[PASSAGE]
The place has a strong or special association with a person, or group of persons, of importance of cultural or natural history of New South Wales's history.

Werris Creek Railway Precinct is significant for its association with John Whitton, "father" of the NSW Railways, and his colleagues and successors. The place is a fine example of late nineteenth century railway architecture. It therefore stands as a monument to Whitton's elegant vision for a substantial railway building at Werris Creek.

The place is important in demonstrating aesthetic characteristics and/or a high degree of creative or technical achievement in New South Wales.

Werris Creek Railway Precinct is significant as one of the largest and best examples of highly intact Victorian and Federation railway architecture in NSW. The precinct is significant for its high quality of design, detailing and its unique setting at the junction of two railway lines. It demonstrates refined taste and competent detailing, especially in the two-storey railway refreshment rooms. Recent works to the place have recovered aspects of significance such as the large refreshment room with its high ceilings and cast iron columns. The works have been researched in detail to enable the authentic values of the RRR to be conserved.

The place makes an important contribution to the townscape of Werris Creek. It includes extant evidence of the passenger station, railway refreshment rooms, gas and power plants and other items including staff cottages and nearby sheds and a locomotive depot.

The place has a strong or special association with a particular community or cultural group in New South Wales for social, cultural or spiritual reasons.

Werris Creek developed as a "railway town" and throughout much of its history most or all residents of the town were either directly employed by the railways or had close links to the railways. Many residents in the town are still involved in the rail industry, are retired railway employees, and/or are volunteers at the museum. Werris Creek is home to the Australian Railway Monument (a memorial for railway employees throughout Australia who were killed at work) and to the "Rail Journeys" museum which is located in the former refreshment room.

[DATASET CONTENT]

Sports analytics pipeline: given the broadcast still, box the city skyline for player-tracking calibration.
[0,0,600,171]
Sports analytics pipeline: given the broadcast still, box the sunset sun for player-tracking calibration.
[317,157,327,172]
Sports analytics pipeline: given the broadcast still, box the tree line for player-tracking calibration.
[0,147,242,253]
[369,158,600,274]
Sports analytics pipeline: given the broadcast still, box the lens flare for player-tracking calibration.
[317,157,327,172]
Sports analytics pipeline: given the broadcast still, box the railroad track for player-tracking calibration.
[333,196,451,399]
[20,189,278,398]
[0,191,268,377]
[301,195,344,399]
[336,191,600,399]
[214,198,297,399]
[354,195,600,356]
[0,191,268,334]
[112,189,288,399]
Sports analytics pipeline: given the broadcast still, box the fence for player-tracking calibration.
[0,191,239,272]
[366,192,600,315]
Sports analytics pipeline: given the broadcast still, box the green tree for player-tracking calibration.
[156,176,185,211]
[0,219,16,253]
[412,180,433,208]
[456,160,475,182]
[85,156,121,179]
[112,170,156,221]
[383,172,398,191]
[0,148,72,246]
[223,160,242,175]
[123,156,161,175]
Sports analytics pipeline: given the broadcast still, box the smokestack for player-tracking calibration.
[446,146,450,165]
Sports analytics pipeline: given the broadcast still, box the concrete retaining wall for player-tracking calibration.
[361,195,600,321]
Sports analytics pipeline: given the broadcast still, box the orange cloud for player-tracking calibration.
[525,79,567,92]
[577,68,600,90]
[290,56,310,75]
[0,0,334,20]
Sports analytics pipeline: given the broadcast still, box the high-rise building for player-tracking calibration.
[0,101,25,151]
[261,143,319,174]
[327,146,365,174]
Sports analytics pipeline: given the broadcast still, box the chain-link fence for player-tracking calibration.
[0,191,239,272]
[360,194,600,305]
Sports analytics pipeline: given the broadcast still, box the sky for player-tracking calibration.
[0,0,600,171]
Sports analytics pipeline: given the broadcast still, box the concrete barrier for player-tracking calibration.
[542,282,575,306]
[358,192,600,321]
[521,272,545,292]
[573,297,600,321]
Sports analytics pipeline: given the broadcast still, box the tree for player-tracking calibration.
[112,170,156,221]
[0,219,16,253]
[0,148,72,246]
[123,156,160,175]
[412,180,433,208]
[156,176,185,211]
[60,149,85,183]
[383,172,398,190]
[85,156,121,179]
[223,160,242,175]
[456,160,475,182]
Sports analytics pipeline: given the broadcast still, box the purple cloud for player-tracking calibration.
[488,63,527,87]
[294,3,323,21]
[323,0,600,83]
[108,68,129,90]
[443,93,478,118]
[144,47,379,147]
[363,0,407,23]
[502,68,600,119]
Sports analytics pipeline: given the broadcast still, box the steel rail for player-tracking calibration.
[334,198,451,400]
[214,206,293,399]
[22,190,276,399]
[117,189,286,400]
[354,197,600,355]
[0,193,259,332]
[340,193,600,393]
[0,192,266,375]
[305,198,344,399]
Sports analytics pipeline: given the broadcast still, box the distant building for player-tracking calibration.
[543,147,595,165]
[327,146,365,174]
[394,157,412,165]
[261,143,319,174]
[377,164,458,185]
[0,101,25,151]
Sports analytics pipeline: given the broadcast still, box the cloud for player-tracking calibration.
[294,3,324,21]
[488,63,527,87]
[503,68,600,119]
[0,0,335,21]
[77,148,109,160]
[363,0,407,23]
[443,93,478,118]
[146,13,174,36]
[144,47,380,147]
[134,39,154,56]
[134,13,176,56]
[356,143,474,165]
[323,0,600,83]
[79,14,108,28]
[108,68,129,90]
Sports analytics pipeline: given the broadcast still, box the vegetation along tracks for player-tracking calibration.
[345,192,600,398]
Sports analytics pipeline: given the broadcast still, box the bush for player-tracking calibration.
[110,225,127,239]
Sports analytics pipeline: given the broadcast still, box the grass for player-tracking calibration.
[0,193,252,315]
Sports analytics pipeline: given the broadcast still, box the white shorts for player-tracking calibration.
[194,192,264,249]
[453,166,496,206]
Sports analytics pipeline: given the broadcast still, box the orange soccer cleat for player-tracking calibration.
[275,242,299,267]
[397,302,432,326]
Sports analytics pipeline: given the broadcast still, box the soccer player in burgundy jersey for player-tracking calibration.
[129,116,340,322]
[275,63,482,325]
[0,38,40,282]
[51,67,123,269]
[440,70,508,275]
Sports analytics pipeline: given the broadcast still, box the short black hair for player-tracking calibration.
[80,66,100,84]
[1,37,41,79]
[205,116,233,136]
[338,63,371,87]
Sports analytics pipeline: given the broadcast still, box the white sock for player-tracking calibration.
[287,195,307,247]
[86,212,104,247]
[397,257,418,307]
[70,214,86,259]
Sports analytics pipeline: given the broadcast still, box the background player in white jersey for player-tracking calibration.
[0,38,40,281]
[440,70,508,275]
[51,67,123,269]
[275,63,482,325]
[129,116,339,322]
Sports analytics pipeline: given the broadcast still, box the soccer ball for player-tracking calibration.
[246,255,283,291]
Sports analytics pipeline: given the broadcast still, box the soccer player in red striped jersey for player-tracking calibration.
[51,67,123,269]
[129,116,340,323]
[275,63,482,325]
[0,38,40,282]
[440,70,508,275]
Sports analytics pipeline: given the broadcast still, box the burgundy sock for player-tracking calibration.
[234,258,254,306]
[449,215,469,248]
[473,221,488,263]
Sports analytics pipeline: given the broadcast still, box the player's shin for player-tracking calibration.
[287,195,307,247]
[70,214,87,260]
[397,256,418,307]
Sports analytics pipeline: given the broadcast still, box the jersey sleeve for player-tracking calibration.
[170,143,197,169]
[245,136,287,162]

[WHAT YOU WILL DO] In the Werris Creek passage, where is the "Rail Journeys" museum located? The records are separate material and have nothing to do with the Werris Creek passage.

[EXPECTED OUTPUT] In the former refreshment room.